» SET EXERCISE: Skip the pictures and extract all of the lines exactly as written.

» PROVIDED DATA:
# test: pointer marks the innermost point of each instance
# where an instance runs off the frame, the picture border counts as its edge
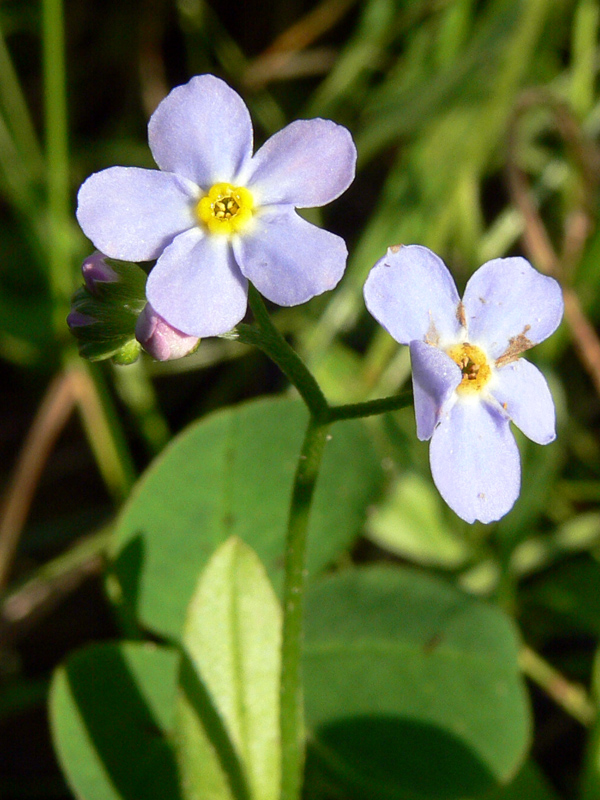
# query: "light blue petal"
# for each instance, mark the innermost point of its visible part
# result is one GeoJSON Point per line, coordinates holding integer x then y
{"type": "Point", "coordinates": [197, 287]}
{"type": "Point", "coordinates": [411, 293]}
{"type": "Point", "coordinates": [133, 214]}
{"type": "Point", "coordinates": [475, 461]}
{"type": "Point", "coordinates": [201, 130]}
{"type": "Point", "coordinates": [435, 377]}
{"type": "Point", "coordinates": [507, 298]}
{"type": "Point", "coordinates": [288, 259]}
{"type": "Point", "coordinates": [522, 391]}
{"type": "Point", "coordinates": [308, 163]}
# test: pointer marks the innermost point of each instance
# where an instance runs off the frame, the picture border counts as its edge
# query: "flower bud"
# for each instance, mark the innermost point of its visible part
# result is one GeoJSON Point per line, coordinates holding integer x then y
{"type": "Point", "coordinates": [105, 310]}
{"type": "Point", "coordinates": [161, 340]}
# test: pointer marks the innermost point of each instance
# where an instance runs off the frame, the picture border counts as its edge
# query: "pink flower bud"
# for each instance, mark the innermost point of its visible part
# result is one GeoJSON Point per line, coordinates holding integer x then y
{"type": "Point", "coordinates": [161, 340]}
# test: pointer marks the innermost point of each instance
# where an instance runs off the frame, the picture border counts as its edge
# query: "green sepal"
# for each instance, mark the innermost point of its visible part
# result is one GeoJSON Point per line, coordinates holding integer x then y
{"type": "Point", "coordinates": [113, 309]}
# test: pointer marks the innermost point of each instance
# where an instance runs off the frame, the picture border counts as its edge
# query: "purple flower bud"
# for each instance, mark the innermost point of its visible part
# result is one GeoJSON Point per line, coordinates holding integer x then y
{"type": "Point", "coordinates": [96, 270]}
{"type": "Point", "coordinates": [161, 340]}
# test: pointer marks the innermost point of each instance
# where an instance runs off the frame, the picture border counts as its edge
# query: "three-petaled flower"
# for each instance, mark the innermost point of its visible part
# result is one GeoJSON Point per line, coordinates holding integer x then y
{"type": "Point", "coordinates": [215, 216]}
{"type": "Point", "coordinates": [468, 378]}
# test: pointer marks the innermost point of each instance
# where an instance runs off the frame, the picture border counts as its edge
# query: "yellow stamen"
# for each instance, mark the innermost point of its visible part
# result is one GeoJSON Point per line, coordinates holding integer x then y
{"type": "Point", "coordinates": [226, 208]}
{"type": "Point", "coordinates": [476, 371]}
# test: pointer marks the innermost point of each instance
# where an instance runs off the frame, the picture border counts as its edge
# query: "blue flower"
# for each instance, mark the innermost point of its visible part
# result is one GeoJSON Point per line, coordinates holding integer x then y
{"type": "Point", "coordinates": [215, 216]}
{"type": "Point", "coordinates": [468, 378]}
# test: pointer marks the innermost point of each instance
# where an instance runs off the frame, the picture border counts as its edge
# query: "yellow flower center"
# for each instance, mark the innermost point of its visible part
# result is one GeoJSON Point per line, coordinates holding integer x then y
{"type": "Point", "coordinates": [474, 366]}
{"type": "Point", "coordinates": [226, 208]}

» OUTPUT FOR THIS EXERCISE:
# test: pointer marks the innermost point of each instance
# where an instance runs off the frame, the picture border counts as its edge
# query: "light blue petal"
# for each instance, mark the innermost point of its visible part
# result is one GeoJSON Point per line, coordinates holding integer x then y
{"type": "Point", "coordinates": [197, 287]}
{"type": "Point", "coordinates": [411, 293]}
{"type": "Point", "coordinates": [133, 214]}
{"type": "Point", "coordinates": [475, 461]}
{"type": "Point", "coordinates": [201, 130]}
{"type": "Point", "coordinates": [435, 377]}
{"type": "Point", "coordinates": [507, 298]}
{"type": "Point", "coordinates": [288, 259]}
{"type": "Point", "coordinates": [522, 391]}
{"type": "Point", "coordinates": [308, 163]}
# test: pointer marks the innermost point of each instance
# where an instance runs off the frame, the picture border counts as its edge
# query: "flower bud"
# for each instance, mark the innermost point of its visible part
# result is one GeoJSON Point per line, coordinates holding integer x then y
{"type": "Point", "coordinates": [105, 310]}
{"type": "Point", "coordinates": [161, 340]}
# test: pointer marks the innermost point of each instance
# where an instance runs off the frame, the picture border counts as its edge
# query: "pink flower bud"
# for each instance, mark the innermost point of its visible part
# result is one GeoJSON Point per line, coordinates holding integer x then y
{"type": "Point", "coordinates": [161, 340]}
# test: pointer marks the innermost point of each instance
# where an instance runs off the frame, the picture border counts as its edge
# query: "green sepal"
# for each instance, mark the innermost point of its visible part
# result is one GeoJSON Point per line, coordinates holding integer x then y
{"type": "Point", "coordinates": [113, 309]}
# test: pointer marks the innermost point of each instance
# where an instance runs off the frame, the picture border counts as its edge
# query: "purple flower bud"
# for each instance, mark the innermost point of its visible part
# result is one GeoJSON Point per line, coordinates holding integer x then y
{"type": "Point", "coordinates": [96, 270]}
{"type": "Point", "coordinates": [161, 340]}
# test: pointer marks the innermost point of each instance
# where an instance runs off the frame, the picture border counts as its edge
# query: "three-petaled flower"
# for each instance, mark the innermost point of its visible part
# result is one GeoJSON Point per line, coordinates holding integer x then y
{"type": "Point", "coordinates": [215, 216]}
{"type": "Point", "coordinates": [468, 378]}
# test: pointer marks the innermost point of each instance
# where an instance runs off the frame, the picture border counts as its edge
# query: "yellow stamen"
# for each instance, mark the innermost point of its visible part
# result is one GeoJSON Point per line, coordinates holding integer x then y
{"type": "Point", "coordinates": [226, 208]}
{"type": "Point", "coordinates": [476, 371]}
# test: pointer marks the innermost point of each instance
# where an instance runs off the frame, the picture border counts as its edge
# query: "blue flower"
# for each instance, mark the innermost point of its visible part
# result is one GeoJSON Point per line, coordinates holding integer x then y
{"type": "Point", "coordinates": [215, 216]}
{"type": "Point", "coordinates": [468, 378]}
# test: pointer marks the innermost point of each instance
# where an instance runs off the frame, the picture border counts as its edge
# query: "yellow flower center"
# for each instance, mark the innermost point of its visible part
# result is one GeoJSON Point per line, coordinates holding integer x then y
{"type": "Point", "coordinates": [474, 366]}
{"type": "Point", "coordinates": [226, 208]}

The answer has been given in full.